++++ Fragmento mostrado
La solterona tiene el encanto de lo pequeño, de lo sencillo, de lo que está al alcance de la mano.

La personalidad de Edith Wharton (1862-1937), su estilo luminoso, lleno de detalles pero sin resultar prolijo ni cansado, llenan esta nouvelle de un aire peculiar, inconfundible. En el conjunto de sus obras es un acercamiento más a la clase alta neoyorkina, que tan bien conoció y de la que acabó desconfiando y huyendo.

Estamos en 1850, en ese Nueva York que tiene varias caras. La mejor de ellas, la que brilla, es la de las grandes familias hegemónicas, que se casan entre ellos en una endogamia que quiere perpetuar su poder y que consigue, sobre todo, acentuar su diletantismo y su falta de vigor. Los Lovell y los Ralston son los amos de la ópera, de los bailes, de los salones y tertulias. El personaje más influyente de los Ralston es Delia, que ve con muy buenos ojos la boda que va a celebrarse entre Charlotte Lovell y Joe Ralston. Ese es el inicio de la trama. Una boda siempre es una buena noticia así que resulta poco conveniente (ay, las conveniencias, ese gran velo de ocultación que aquí tiene especial importancia) que la novia acuda a Delia, desmadejada, llorosa y preocupada a contarle un gran secreto. Un secreto que puede poner en solfa toda esa vida de lujo y ostentación que ambas familias llevan desde siempre. La irrupción de Charlotte en casa de Delia cambiará el curso de la narración y, por consiguiente, el destino de todos. Un secreto horroroso no puede traer nada bueno y, desde entonces, ambas mujeres estarán unidas por un lazo difícil de desatar y que no presagia nada positivo.
++++++++
++++ Entradas originales
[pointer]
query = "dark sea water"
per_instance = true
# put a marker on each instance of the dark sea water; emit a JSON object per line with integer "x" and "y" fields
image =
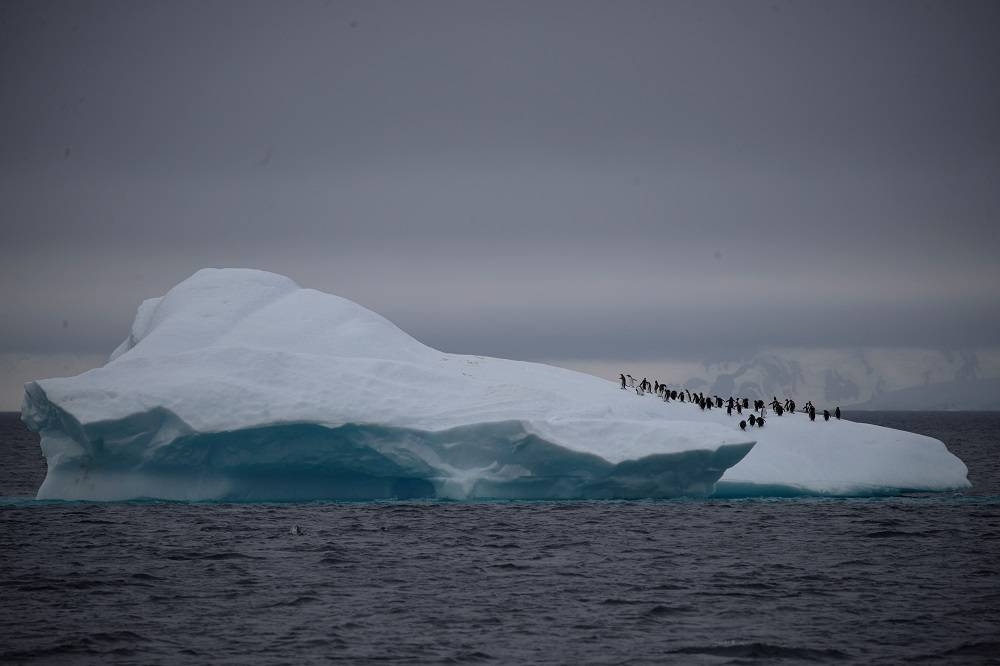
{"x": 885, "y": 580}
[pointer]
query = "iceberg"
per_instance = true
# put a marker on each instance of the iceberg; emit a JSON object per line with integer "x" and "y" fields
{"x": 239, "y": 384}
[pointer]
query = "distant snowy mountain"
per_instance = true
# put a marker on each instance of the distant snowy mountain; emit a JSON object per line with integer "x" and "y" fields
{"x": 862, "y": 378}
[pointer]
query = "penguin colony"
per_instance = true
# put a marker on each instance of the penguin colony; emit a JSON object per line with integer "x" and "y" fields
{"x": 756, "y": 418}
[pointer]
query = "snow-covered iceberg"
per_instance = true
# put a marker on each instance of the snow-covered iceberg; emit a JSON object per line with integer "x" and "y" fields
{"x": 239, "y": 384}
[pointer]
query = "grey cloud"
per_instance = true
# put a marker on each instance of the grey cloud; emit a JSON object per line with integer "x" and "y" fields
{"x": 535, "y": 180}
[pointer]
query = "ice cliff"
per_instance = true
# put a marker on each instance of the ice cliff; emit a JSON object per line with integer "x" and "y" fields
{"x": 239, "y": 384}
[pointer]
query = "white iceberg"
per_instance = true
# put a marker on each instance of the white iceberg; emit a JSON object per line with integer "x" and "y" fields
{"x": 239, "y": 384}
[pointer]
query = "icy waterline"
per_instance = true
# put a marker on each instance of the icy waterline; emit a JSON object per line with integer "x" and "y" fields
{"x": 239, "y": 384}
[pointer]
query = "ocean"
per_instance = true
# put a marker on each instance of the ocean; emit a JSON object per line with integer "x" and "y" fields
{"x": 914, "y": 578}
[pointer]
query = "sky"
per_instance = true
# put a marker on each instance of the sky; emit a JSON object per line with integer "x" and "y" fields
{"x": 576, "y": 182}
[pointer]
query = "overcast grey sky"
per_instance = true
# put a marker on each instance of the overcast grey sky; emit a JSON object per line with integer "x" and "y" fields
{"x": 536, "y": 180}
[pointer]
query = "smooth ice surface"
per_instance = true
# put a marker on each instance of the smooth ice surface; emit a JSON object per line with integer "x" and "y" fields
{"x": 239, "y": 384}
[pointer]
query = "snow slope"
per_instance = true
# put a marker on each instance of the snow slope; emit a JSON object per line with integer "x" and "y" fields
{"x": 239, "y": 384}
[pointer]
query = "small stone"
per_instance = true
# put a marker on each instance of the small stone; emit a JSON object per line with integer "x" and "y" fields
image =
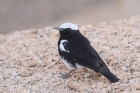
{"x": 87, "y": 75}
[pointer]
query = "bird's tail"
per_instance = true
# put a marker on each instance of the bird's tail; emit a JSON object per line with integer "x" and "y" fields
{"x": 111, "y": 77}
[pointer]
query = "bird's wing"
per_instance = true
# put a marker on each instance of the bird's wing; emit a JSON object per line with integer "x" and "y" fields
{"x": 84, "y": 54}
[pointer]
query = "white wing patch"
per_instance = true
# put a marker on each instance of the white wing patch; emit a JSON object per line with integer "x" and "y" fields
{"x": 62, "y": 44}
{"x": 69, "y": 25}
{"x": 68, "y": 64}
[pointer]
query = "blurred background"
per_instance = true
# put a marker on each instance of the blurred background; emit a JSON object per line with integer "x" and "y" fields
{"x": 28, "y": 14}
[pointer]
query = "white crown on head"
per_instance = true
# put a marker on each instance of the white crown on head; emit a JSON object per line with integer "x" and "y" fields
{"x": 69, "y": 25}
++++++++
Tareas del ejercicio ::
1 - Según la reseña, ¿en qué año y en qué ciudad transcurre la historia?
2 - Extrae, por favor, cada línea de las entradas que contenga la palabra "ocean".
La reseña y las entradas provienen de fuentes distintas.

Soluciones completas ::
1 - En 1850, en Nueva York.

2 -
query = "ocean"
# put a marker on each instance of the ocean; emit a JSON object per line with integer "x" and "y" fields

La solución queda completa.